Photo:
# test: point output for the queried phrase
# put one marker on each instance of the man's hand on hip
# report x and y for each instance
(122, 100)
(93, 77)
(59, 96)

········

Recast the lines above as a JSON array of strings, one entry per line, skipping any blank lines.

[
  "Photo:",
  "# test: point output for the queried phrase",
  "# put one marker on each instance of the man's hand on hip",
  "# report x and y for each instance",
  "(122, 100)",
  "(93, 77)",
  "(59, 96)"
]